Repeat the material below word for word and leave out all pictures.
[start of MATERIALS PROVIDED]
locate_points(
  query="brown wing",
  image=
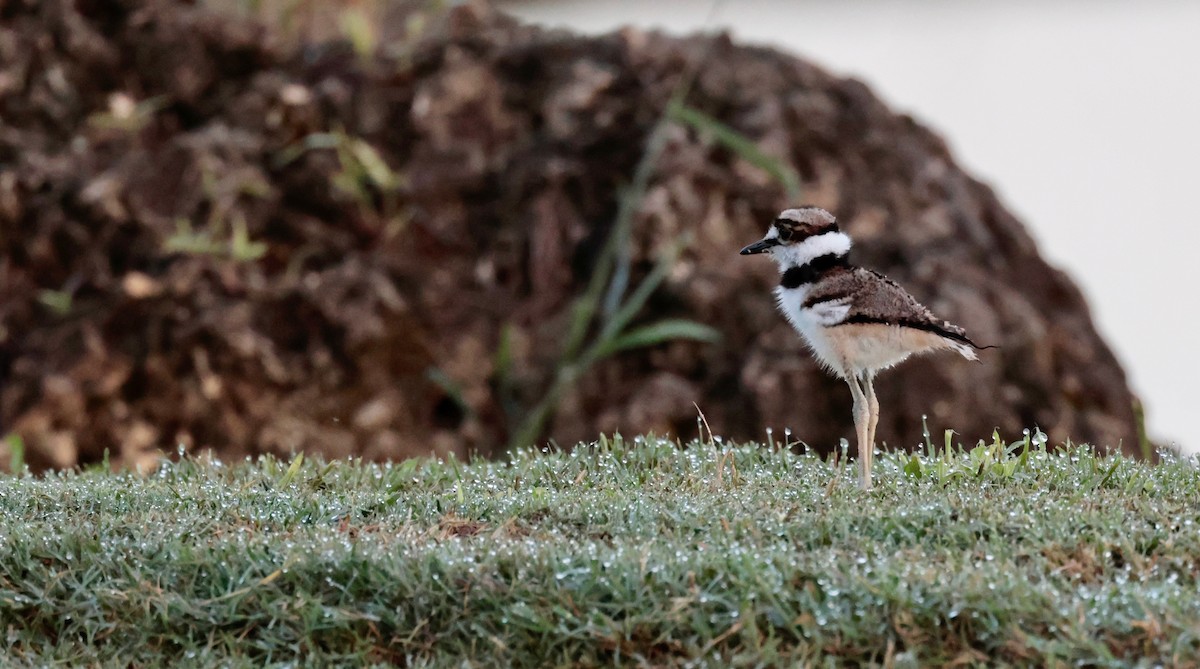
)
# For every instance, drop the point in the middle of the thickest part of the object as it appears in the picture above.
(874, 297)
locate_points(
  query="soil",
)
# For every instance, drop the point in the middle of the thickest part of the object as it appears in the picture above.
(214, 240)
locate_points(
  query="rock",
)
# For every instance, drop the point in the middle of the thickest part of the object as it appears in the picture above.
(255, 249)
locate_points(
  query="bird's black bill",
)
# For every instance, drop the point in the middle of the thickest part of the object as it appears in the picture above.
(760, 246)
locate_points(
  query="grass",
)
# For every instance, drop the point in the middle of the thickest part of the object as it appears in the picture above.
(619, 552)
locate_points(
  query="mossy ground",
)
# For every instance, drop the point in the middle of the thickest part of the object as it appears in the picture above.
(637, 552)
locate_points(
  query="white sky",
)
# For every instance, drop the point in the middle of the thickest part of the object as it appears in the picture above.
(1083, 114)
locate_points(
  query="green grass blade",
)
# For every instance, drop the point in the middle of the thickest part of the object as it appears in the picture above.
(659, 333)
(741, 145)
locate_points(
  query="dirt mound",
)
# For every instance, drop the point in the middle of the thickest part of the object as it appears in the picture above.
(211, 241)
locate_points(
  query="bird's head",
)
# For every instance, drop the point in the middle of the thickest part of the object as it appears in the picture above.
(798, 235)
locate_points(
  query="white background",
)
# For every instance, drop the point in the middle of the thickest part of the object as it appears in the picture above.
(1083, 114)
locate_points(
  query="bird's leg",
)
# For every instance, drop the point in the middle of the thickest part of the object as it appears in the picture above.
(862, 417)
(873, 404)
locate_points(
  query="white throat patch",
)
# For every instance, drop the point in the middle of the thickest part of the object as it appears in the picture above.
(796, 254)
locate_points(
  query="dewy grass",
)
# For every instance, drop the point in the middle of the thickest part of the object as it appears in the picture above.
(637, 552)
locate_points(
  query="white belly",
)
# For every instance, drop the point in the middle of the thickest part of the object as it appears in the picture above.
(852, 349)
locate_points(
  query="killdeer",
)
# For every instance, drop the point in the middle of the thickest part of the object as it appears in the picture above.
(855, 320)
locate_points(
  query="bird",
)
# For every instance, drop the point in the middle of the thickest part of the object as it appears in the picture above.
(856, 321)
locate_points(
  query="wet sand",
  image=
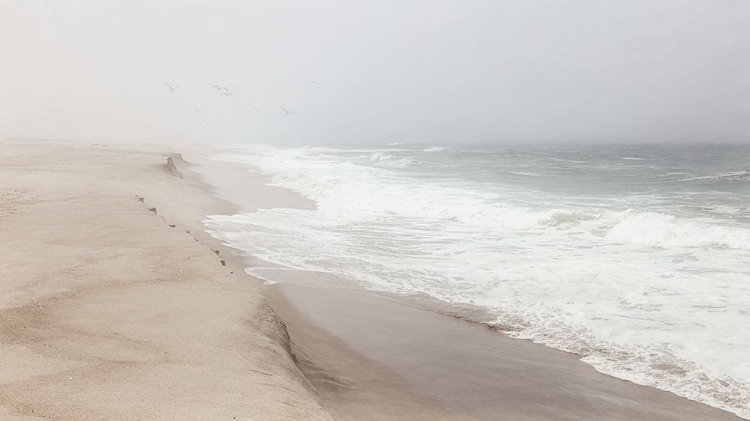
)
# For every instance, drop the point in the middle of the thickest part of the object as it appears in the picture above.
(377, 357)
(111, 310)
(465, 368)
[end of MATERIALS PROVIDED]
> SOLUTION TO THIS TASK
locate_points(
  query="brown wing",
  image=
)
# For every instance, drop the point in the middle of the thickest part of the object as it appears in the picture above.
(874, 297)
locate_points(
  query="soil",
)
# For every instance, drop the point in the middle of the thickest part of the object as it appears in the picture above.
(214, 240)
locate_points(
  query="rock",
)
# For every instance, drop the point in the middle of the thickest part of the object as it appears in the picture above.
(255, 249)
locate_points(
  query="bird's black bill",
)
# For every instance, drop the point in the middle of the thickest part of the object as it appears in the picture above.
(760, 246)
locate_points(
  query="grass",
)
# For every instance, drop the point in the middle of the thickest part of the object as it appears in the picture above.
(619, 552)
locate_points(
  query="mossy ground",
)
# For every instance, drop the point in the middle of the thickest part of the object as it appears in the picture above.
(637, 552)
locate_points(
  query="white sky",
)
# For every instance, drop the point in the middle of the thickest part of the object as it appears in the picture above.
(1083, 114)
locate_points(
  query="green grass blade",
)
# For every instance, drop the point in the middle of the thickest part of the object as it appears in the picture above.
(659, 333)
(741, 145)
locate_points(
  query="dirt mound",
)
# For every instance, drop the point in the middle of the thickest part of the object as it appears in the picture above.
(211, 241)
locate_points(
  query="bird's head",
)
# For every instance, drop the point in the middle of the thickest part of the object as it appears in the picture above.
(798, 235)
locate_points(
  query="white background",
)
# For every instance, drop the point in the middle of the thickest part of the object as it appears in the picture above.
(1083, 114)
locate_points(
  query="bird's leg",
)
# For every instance, drop the point in the middle of the thickest part of the object as it appears in the picture above.
(862, 417)
(873, 404)
locate_points(
  query="white throat patch",
)
# For every instance, drop the point in the middle of the thickest part of the object as it appears in the picture above.
(796, 254)
locate_points(
  query="dewy grass",
)
# For every instance, drop the point in the middle of the thickest part of the object as it appears in the picture above.
(637, 552)
locate_points(
  query="white belly",
)
# For every instance, drop the point in the middle of the thickest part of the object as it appears in the picture above.
(852, 349)
locate_points(
  query="killdeer",
)
# For every instance, drop the point in the middle of the thickest part of the object as it appears in the picture above.
(855, 320)
locate_points(
  query="bird",
)
# For every instance, drop the point in the middle of the thickest part of the object as it appears in the picture above.
(856, 321)
locate_points(
  query="wet sand",
  image=
)
# For every instance, drop the point in the middle of the thickest part of the object as it appears in the picture above.
(377, 357)
(111, 310)
(465, 368)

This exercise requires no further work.